PROVIDED TEXT
Detailed images of a shock wave that extends for 6.5 million light years

An international team of astronomers led by the Hamburg Observatory made the most detailed images of the largest cosmic shock waves ever observed. The observations are based on data from the MeerKAT radio telescope in South Africa and have been published in the journal Astronomy & Astrophysics.

Galaxies are not evenly distributed across the universe, but gather in so-called galaxy clusters, which are held together by gravity. But gravity also causes galaxy clusters to attract each other—and collisions inevitably occur. The collisions of galaxy clusters are the largest astronomical events since the formation of the universe.

When clusters of galaxies collide, gigantic cosmic shock waves are created that travel through the newly formed galaxy cluster. Now, an international group of astronomers led by Dr. Francesco de Gasperin, former Junior professor at Universität Hamburg and now Visiting Scientist at the Hamburg Observatory, has succeeded to produce images of the largest shock wave ever observed by using data from the MeerKAT radio telescope. The high-resolution images from the galaxy cluster Abell 3667 provide so far unique insights into the structure of cosmic shock waves.

“Cosmic shock waves are full of surprises and much more complex than we initially thought,” says Francesco de Gasperin and explains: “The shock waves act as giant particle accelerators and accelerate electrons almost to the speed of light. When these fast electrons cross a magnetic field, they emit long-wave radiation that can be observed with the help of radio telescopes. The shock waves are threaded by an intricate pattern of bright filaments that trace the location of giant magnetic field lines and the regions where electrons are accelerated.”

MATERIAL
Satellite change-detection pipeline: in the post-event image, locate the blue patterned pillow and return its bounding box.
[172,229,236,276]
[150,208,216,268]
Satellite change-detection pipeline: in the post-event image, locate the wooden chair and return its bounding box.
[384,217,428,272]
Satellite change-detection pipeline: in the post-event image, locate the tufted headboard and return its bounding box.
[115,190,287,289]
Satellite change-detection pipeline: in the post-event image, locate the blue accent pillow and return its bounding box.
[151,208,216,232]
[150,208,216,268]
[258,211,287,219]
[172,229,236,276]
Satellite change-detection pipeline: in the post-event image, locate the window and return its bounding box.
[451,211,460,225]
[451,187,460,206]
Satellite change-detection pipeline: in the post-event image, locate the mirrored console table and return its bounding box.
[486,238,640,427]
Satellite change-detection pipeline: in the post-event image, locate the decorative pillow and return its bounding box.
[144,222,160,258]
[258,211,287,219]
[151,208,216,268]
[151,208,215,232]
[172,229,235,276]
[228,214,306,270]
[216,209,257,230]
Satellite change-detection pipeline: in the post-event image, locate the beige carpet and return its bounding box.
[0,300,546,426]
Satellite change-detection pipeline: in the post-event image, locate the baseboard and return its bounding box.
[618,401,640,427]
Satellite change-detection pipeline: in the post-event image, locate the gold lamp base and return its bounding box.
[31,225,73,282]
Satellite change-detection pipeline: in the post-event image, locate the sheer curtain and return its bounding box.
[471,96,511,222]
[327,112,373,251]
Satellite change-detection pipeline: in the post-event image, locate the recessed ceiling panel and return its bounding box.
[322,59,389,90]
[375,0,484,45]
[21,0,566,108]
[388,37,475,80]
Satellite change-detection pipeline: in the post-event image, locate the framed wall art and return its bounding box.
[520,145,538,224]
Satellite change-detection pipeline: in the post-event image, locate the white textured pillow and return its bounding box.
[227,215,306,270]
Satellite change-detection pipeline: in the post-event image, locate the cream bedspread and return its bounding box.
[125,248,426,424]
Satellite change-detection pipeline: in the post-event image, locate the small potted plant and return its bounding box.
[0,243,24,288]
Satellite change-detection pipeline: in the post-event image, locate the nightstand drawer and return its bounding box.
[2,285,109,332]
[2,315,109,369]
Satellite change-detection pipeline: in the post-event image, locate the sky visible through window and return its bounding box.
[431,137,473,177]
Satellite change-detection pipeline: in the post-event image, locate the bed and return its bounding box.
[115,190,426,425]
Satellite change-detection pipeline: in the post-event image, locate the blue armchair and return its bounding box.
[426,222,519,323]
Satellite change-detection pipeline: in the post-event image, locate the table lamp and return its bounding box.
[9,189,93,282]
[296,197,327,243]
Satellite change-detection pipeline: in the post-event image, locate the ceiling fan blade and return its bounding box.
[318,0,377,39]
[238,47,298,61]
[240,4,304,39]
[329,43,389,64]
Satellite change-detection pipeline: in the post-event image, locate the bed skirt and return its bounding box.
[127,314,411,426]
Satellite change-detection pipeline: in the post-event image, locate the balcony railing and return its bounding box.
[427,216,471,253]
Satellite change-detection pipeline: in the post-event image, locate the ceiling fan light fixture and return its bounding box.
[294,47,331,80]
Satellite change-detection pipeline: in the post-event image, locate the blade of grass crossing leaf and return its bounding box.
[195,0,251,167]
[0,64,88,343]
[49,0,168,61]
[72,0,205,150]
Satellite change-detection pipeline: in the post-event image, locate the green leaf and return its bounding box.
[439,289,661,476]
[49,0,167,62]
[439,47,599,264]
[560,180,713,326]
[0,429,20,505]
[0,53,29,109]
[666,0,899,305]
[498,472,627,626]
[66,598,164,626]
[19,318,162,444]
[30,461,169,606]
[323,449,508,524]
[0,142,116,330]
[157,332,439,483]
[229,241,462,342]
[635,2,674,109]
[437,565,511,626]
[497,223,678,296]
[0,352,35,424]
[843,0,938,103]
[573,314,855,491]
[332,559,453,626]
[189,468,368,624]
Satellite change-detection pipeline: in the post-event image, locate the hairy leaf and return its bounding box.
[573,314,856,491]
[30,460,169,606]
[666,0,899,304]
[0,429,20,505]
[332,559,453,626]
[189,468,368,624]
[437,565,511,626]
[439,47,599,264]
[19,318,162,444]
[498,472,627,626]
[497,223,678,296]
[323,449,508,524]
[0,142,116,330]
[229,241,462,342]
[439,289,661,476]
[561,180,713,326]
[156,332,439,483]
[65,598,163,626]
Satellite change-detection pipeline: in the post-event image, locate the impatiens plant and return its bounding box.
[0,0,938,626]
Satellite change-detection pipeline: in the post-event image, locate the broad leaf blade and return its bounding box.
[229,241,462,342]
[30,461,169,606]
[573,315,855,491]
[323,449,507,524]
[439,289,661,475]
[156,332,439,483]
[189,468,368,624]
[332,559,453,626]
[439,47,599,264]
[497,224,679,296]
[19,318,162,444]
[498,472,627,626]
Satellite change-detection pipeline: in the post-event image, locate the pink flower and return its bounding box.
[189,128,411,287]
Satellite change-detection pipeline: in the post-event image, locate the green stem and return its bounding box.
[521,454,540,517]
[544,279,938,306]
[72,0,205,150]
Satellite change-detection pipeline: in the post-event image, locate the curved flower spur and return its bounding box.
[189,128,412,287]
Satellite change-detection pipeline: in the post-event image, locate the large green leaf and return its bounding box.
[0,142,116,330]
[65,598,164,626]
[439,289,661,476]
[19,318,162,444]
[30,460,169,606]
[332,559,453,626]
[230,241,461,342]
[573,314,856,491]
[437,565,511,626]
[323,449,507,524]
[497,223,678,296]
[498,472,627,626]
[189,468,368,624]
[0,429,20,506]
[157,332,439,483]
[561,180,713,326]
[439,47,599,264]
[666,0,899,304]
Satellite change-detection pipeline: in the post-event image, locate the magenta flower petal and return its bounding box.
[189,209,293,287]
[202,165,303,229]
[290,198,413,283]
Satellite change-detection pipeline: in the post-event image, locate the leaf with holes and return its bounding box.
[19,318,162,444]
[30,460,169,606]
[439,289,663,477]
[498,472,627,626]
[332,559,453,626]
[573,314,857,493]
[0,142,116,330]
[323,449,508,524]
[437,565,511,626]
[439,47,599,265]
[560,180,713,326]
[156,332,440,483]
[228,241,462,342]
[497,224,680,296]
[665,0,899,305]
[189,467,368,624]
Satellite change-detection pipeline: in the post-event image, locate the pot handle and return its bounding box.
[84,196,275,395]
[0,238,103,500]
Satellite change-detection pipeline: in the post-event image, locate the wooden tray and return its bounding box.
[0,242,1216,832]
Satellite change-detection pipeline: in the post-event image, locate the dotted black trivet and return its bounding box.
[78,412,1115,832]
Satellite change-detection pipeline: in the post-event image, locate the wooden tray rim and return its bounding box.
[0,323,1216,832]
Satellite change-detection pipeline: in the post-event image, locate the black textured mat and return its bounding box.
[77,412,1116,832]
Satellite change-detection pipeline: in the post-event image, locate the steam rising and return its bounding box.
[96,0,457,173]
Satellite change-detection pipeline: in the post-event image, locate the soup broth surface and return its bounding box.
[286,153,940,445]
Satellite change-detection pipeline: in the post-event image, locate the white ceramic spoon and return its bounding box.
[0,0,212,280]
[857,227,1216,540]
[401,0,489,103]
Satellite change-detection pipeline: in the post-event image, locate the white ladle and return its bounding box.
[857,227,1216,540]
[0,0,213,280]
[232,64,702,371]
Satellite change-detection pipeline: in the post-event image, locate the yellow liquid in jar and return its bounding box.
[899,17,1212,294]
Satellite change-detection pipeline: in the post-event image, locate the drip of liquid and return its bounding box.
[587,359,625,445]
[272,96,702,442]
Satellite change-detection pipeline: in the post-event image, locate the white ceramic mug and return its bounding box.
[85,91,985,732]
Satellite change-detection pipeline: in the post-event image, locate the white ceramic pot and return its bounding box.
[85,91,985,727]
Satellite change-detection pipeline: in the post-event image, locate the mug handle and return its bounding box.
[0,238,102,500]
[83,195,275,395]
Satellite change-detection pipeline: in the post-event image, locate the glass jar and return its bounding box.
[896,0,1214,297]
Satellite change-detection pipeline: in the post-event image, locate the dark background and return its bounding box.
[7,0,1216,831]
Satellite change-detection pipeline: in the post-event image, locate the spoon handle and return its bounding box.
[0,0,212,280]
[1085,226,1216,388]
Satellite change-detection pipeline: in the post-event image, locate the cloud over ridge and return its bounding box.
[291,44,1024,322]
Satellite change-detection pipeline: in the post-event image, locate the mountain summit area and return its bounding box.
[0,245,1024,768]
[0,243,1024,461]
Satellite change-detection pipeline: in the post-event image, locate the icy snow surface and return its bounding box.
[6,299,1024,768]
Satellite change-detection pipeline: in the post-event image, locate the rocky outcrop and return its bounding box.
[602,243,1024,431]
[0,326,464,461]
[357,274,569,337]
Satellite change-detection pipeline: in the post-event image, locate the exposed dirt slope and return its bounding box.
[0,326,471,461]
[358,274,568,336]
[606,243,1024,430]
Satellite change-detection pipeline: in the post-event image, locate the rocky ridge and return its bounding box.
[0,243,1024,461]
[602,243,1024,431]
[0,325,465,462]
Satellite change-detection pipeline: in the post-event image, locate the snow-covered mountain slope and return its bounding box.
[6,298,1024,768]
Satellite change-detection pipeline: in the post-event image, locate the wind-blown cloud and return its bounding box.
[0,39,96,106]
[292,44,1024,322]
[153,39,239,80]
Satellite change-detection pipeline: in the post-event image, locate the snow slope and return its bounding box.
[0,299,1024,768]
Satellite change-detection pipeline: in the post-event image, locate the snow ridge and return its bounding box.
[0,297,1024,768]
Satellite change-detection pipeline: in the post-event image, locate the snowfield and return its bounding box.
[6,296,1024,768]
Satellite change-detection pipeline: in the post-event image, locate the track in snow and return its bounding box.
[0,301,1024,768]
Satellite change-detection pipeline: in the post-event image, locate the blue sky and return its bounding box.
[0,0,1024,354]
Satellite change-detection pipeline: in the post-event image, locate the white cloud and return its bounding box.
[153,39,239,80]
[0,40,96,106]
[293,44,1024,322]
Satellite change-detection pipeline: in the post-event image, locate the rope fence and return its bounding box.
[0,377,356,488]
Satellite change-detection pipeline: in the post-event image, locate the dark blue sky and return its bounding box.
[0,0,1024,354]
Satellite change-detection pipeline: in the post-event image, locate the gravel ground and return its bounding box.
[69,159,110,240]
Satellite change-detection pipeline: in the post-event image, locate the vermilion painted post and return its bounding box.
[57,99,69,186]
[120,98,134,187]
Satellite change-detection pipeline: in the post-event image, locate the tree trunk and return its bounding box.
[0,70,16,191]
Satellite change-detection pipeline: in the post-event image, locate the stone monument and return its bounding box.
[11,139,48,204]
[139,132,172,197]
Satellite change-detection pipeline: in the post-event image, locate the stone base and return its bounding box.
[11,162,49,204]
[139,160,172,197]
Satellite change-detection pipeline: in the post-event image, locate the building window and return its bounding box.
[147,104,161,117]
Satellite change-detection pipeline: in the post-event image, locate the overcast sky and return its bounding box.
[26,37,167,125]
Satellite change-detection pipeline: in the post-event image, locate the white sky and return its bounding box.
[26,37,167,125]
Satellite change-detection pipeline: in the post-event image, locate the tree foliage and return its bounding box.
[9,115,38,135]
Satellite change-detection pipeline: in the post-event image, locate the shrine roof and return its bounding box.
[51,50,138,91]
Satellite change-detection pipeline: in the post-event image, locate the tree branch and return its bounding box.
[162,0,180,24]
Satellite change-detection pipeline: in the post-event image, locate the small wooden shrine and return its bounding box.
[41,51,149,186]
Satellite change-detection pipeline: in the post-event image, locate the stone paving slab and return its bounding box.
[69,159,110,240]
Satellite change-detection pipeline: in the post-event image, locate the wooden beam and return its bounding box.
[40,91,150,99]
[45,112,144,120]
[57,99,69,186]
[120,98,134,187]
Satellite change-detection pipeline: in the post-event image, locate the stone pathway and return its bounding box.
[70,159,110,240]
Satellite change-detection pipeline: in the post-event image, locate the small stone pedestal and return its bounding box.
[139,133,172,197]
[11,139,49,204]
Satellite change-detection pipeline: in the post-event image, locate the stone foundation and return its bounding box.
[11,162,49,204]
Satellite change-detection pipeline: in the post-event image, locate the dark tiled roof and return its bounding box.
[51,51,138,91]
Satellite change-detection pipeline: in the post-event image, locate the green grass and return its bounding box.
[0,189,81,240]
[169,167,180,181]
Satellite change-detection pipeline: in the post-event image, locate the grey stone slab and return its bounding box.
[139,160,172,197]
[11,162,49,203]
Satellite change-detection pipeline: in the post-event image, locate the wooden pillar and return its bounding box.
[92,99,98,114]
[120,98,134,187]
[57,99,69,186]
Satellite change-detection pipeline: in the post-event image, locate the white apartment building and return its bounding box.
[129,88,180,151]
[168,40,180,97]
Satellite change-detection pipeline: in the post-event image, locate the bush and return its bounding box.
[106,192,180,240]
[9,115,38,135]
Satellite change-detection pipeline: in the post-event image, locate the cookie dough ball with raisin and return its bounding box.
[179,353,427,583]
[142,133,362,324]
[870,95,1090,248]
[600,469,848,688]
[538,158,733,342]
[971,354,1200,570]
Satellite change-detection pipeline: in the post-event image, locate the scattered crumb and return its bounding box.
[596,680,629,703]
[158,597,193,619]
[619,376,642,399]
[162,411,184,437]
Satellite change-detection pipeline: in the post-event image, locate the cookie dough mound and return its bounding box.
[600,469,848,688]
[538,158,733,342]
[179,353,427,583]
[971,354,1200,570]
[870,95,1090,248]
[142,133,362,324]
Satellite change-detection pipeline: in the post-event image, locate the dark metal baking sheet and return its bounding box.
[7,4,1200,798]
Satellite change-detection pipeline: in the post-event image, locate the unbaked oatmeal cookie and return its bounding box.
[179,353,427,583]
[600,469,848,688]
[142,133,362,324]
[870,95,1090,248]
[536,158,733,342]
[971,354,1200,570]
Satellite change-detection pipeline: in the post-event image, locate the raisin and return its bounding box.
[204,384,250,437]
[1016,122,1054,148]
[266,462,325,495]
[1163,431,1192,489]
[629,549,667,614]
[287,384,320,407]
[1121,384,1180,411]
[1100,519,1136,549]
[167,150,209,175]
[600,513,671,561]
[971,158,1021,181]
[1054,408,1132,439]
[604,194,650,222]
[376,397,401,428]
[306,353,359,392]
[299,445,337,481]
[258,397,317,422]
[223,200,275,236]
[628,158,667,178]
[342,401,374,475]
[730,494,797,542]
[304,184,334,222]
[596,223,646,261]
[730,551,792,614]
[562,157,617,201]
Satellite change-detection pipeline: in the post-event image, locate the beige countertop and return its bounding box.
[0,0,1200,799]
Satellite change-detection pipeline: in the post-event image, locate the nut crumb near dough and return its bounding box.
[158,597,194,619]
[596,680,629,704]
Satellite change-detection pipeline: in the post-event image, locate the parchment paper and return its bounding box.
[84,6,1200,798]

WORK TO COMPLETE
1. According to the article on cosmic shock waves, which radio telescope provided the data for the images?
2. From the article on cosmic shock waves, extract the passage from "An international team" to "of the universe.", word for word.

THE RESULTS
1. The MeerKAT radio telescope in South Africa.

2.
An international team of astronomers led by the Hamburg Observatory made the most detailed images of the largest cosmic shock waves ever observed. The observations are based on data from the MeerKAT radio telescope in South Africa and have been published in the journal Astronomy & Astrophysics.

Galaxies are not evenly distributed across the universe, but gather in so-called galaxy clusters, which are held together by gravity. But gravity also causes galaxy clusters to attract each other—and collisions inevitably occur. The collisions of galaxy clusters are the largest astronomical events since the formation of the universe.